# Looking for certain traits in next GSD



## Deer Dave (Aug 7, 2013)

I was wondering if I could get some opinions on breeders that are breeding German lines with higher than average intelligence, good nerve and stable temperament. This will be for a companion to my half American / German line GSD. My dog is a little over 2 and has lost his partner and he is use to having another dog with him. He is not overly active but likes to play hard when he's in the mood. He is very smart so I wanted to find a breeder that is trying to breed for easy learning GSD with a decent temperament.


----------



## Stonevintage (Aug 26, 2014)

I'll be interested to see what responses you get to your question. It sounds like you are looking for a pet quality and not show or sport and not really super energy to go along with that extra intelligence. 

I was just commenting last week that I have never seen an ad for a litter that states, better than average intelligence or heard a breeder speaking of anything like that(seems like it would be an advertising point). I don't even know if that's possible or it's just the luck of the draw??


----------



## zyppi (Jun 2, 2006)

think you'll find that 'intelligence' is standard.

Look for breeders that value the health of the dog.

Perhaps German show lines might be right up your alley.


----------



## Lykaios (Nov 18, 2015)

Stonevintage said:


> I'll be interested to see what responses you get to your question. It sounds like you are looking for a pet quality and not show or sport and not really super energy to go along with that extra intelligence.
> 
> I was just commenting last week that I have never seen an ad for a litter that states, better than average intelligence or heard a breeder speaking of anything like that(seems like it would be an advertising point). I don't even know if that's possible or it's just the luck of the draw??

> [Task to carry out]: From the forum thread about finding a German shepherd breeder, repeat the stretch from "## zyppi (Jun" through "(Nov 18, 2015)". Rely only on the forum thread about choosing a German shepherd.

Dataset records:

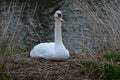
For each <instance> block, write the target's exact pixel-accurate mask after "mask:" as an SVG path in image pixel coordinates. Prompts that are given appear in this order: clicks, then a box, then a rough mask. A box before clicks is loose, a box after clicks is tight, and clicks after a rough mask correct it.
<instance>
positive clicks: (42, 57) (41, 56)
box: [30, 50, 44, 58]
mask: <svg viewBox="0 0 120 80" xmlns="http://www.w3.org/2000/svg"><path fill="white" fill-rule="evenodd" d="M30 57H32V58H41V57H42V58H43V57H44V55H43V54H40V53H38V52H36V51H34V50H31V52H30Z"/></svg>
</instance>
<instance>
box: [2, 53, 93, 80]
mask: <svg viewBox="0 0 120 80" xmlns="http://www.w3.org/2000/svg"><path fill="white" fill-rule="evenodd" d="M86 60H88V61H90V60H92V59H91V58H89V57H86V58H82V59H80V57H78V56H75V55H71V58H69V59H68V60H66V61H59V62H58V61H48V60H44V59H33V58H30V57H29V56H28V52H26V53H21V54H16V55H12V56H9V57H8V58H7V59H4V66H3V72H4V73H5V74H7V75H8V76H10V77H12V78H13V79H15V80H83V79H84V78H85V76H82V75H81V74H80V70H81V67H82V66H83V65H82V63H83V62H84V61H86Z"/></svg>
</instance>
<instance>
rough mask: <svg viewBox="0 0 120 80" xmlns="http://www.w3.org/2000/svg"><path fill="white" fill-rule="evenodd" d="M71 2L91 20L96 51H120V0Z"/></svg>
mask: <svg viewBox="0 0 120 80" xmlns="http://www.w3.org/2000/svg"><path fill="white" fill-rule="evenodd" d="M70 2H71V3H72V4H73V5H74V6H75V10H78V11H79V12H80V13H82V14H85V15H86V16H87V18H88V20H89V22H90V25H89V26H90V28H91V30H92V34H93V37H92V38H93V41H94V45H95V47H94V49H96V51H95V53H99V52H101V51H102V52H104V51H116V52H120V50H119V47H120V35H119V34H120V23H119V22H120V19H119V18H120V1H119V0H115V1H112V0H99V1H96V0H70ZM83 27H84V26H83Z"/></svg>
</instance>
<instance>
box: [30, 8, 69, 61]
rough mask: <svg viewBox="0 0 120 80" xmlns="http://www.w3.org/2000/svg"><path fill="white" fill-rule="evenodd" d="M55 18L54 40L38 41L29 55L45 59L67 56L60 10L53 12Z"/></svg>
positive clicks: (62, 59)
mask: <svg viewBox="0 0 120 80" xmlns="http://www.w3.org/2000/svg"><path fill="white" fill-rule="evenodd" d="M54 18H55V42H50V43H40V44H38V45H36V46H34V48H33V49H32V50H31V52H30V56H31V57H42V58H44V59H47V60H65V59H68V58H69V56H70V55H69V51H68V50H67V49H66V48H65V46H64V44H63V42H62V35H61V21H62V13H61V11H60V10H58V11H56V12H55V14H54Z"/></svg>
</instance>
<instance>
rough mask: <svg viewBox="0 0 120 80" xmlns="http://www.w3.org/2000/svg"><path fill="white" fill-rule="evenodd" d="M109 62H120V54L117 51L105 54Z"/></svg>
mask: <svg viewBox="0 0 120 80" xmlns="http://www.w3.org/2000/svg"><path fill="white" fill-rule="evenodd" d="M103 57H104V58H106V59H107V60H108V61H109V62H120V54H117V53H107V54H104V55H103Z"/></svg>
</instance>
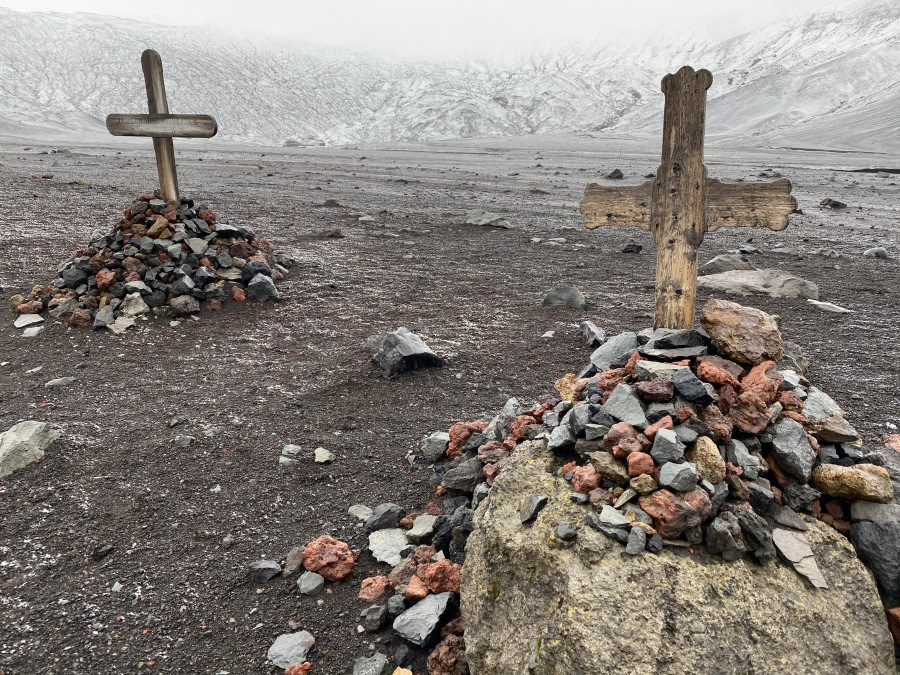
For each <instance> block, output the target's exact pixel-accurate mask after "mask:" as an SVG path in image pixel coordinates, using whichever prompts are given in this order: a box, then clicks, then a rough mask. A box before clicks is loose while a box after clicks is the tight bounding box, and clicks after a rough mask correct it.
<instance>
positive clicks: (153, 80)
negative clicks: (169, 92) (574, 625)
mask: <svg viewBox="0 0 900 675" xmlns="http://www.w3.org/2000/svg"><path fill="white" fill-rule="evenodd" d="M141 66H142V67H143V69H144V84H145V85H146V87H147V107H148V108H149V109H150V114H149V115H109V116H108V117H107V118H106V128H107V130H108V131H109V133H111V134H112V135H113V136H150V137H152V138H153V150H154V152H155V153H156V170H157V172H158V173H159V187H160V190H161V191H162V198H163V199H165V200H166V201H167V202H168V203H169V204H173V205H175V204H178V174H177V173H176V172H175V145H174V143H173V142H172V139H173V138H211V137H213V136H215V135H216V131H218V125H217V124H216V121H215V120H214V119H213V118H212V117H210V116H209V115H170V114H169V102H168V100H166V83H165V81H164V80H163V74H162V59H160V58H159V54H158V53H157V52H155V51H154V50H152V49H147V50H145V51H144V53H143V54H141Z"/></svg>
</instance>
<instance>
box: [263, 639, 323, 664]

> [Task response]:
## zyppi (Jun 2, 2006)

think you'll find that 'intelligence' is standard.

Look for breeders that value the health of the dog.

Perhaps German show lines might be right up your alley.


----------



## Lykaios (Nov 18, 2015)